Your objective:
Begin at the line with "Query: asphalt surface" and write out every line after it, exactly, through the last line below, adding nothing.

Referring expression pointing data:
======
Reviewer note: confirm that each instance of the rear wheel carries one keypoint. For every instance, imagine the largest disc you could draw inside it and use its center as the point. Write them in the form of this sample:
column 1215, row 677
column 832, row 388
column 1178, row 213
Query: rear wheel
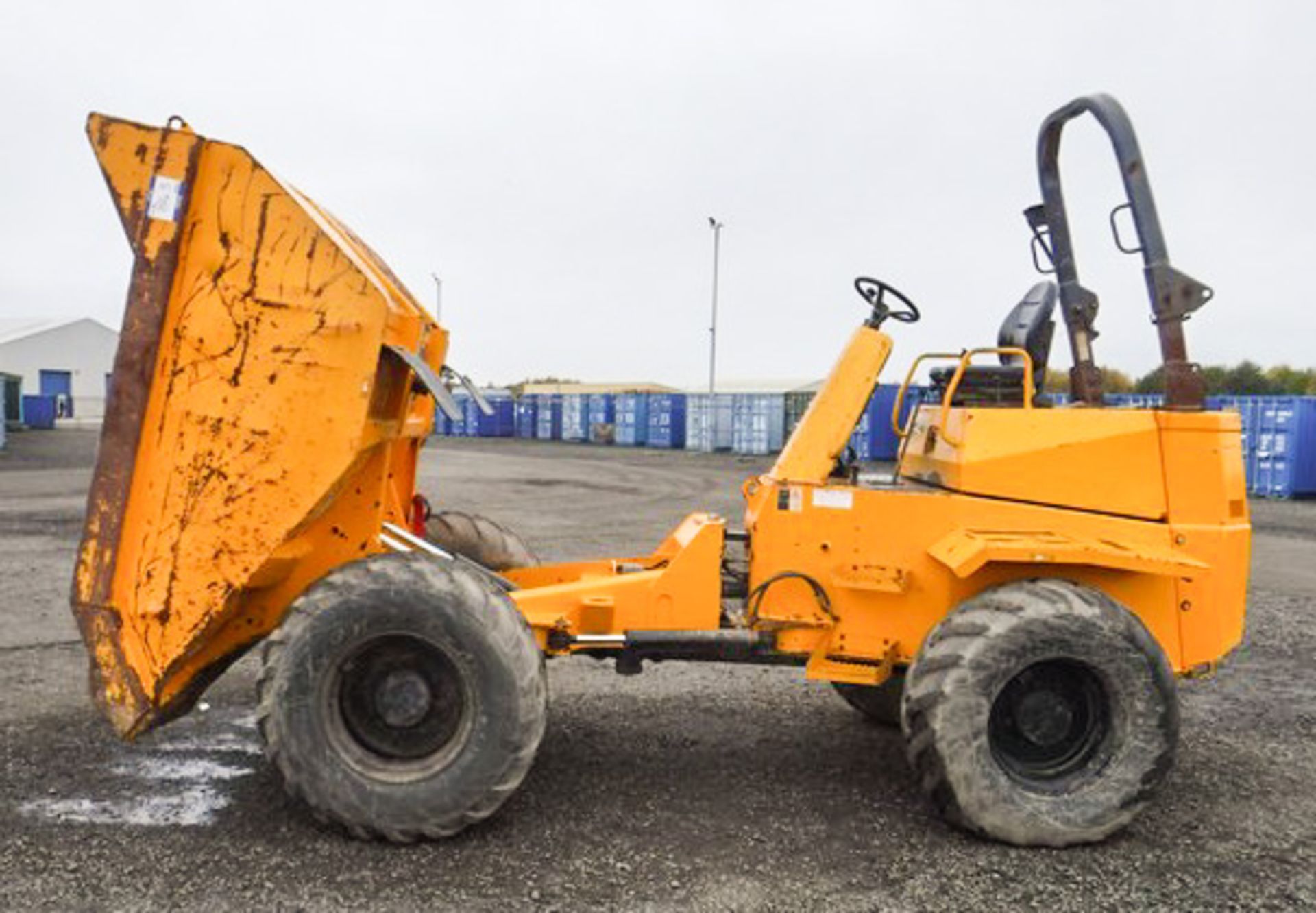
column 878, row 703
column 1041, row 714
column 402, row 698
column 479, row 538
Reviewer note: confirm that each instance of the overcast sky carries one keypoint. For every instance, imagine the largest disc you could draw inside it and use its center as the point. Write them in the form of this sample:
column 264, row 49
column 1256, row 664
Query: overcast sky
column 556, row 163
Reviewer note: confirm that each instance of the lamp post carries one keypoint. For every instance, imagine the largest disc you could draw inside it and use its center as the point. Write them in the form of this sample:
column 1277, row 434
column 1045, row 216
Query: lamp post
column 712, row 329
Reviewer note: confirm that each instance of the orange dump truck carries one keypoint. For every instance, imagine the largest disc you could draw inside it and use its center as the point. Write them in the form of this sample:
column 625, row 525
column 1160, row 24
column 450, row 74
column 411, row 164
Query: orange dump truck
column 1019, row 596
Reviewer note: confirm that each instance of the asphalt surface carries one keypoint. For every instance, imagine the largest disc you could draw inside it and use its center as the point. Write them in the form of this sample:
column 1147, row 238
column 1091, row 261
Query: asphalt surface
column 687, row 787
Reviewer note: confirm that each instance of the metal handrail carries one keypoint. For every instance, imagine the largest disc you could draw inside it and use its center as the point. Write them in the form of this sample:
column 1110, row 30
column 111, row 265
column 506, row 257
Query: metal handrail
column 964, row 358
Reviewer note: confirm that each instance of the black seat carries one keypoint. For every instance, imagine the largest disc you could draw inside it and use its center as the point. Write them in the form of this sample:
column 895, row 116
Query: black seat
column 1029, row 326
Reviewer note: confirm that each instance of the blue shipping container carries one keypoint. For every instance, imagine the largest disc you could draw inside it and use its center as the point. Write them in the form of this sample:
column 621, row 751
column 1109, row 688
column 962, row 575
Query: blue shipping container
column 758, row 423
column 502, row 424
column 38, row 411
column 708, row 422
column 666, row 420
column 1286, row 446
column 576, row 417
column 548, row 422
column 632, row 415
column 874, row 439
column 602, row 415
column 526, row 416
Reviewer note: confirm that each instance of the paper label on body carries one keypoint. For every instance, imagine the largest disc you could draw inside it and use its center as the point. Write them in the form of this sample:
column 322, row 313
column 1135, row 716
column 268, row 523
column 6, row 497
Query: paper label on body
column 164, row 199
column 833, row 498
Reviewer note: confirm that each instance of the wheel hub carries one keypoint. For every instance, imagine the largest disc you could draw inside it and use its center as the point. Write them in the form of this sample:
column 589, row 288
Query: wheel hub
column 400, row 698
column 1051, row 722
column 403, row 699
======
Reply to the exercise:
Query: asphalt surface
column 687, row 787
Reviewer note: confirm that each instance of the metal handrail carries one keypoint. For every instance, imagine the largest disc you could draw inside it and use its center as the point. Write them in the form of this sample:
column 1110, row 30
column 111, row 265
column 506, row 257
Query: metal handrail
column 964, row 358
Reviewer note: confirm that each instance of the black seat carries one keypoint. For every instance, imagine the largest disc you could draw inside it and use its center as the point. Write them in the form of this sample:
column 895, row 116
Query: black seat
column 1029, row 326
Reviewer note: confirm that each instance of the blue shipping container carries one keypoint. For every instance, imagine the largest disc you could draw inside it and use its center as the point. Write them in the form of this sample:
column 621, row 751
column 1109, row 688
column 962, row 575
Query: blue shipping container
column 758, row 423
column 502, row 424
column 38, row 411
column 708, row 422
column 666, row 420
column 1286, row 446
column 576, row 417
column 548, row 422
column 632, row 415
column 874, row 439
column 602, row 415
column 526, row 416
Reviewer note: confirm that each instance of the paper label on body carries one keypoint. For every instance, imagine the largest disc you could draw inside it and use its center as the point. Write them in the form of this sample:
column 322, row 313
column 1135, row 716
column 268, row 523
column 6, row 497
Query: paper label on body
column 164, row 199
column 833, row 498
Reviewer note: confirm that each instance of the wheel hub carries one keypoint. For every instance, imagine the largest disc you could draw inside it and use its center as the point. Write them in the form of this sample:
column 589, row 288
Query: wheel hub
column 400, row 698
column 1051, row 722
column 403, row 699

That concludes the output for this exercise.